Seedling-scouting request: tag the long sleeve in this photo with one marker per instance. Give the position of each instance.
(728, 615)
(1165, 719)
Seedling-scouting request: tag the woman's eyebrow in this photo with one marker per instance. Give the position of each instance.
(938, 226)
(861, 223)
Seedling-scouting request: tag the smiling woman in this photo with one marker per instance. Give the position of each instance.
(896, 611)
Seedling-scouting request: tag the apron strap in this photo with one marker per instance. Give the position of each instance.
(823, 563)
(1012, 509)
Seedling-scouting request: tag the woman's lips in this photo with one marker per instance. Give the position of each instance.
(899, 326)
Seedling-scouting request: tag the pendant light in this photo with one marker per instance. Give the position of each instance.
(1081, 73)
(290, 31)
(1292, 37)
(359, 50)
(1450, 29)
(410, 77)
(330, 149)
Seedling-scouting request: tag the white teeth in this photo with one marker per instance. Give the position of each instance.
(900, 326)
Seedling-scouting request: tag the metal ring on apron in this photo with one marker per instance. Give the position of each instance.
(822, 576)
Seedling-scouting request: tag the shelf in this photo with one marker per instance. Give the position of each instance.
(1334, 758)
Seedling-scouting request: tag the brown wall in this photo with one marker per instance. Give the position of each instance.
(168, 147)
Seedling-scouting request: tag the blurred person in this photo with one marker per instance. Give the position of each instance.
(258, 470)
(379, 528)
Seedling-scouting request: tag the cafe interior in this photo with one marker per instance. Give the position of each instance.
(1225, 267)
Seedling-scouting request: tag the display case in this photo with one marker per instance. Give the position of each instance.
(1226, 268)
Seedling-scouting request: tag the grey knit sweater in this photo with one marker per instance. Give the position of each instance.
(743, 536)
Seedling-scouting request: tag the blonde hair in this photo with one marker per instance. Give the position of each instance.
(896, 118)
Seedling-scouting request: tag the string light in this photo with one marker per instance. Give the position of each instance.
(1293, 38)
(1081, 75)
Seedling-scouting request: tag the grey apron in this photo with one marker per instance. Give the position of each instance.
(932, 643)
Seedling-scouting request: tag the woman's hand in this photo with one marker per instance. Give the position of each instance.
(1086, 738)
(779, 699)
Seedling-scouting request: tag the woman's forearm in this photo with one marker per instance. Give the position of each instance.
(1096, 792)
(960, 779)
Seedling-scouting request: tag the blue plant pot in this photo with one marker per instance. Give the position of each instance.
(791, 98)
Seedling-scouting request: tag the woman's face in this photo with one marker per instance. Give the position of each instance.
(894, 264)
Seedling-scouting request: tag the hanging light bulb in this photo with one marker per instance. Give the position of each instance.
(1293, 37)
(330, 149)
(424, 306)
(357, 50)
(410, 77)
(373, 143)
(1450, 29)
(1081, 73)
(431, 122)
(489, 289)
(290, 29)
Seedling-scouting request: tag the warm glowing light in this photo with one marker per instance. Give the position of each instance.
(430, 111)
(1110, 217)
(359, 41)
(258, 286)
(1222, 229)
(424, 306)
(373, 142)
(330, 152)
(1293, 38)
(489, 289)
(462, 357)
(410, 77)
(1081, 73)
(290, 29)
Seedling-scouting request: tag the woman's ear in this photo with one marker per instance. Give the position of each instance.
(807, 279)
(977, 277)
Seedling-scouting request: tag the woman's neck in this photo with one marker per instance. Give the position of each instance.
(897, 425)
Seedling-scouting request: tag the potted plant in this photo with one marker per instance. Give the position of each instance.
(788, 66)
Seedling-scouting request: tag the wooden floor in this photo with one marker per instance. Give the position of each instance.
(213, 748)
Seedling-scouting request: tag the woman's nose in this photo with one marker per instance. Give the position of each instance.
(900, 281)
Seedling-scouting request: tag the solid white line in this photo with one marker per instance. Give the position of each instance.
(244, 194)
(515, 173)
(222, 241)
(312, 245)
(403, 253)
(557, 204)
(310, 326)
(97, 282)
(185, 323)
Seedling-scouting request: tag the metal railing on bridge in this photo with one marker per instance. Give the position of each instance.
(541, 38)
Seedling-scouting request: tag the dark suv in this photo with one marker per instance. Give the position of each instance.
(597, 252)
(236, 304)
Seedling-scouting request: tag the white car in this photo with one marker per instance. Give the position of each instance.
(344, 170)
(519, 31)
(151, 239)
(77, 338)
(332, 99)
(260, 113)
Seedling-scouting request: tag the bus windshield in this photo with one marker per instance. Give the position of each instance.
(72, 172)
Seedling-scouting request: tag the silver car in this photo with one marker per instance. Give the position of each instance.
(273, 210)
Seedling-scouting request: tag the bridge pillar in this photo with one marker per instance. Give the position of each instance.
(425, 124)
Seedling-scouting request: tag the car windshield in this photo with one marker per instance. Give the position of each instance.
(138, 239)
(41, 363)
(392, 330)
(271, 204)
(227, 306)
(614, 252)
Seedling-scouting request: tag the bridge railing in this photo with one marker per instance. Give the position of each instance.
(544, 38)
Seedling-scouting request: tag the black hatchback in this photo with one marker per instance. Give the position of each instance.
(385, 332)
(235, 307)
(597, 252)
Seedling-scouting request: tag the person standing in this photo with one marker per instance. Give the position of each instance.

----

Rewrite everything from the start of the data down to the line containing "(1012, 509)", changing "marker" to "pin" and leaving everything else in those lines unchanged.

Seedling-scouting request: tag the long sleeve in this photo with one pin per instance. Give the position of each instance.
(728, 615)
(1165, 719)
Seedling-scouting request: tag the woman's eyebrow in this photo with one pin per instance. Give the position of each instance.
(938, 226)
(861, 223)
Seedling-scouting request: tag the smiling woman in this photo with one pin per instance. Give the position of each instance.
(896, 611)
Seedling-scouting request: tag the apron strap in this photo with one pin per instance. Give the position of each instance.
(823, 563)
(1012, 509)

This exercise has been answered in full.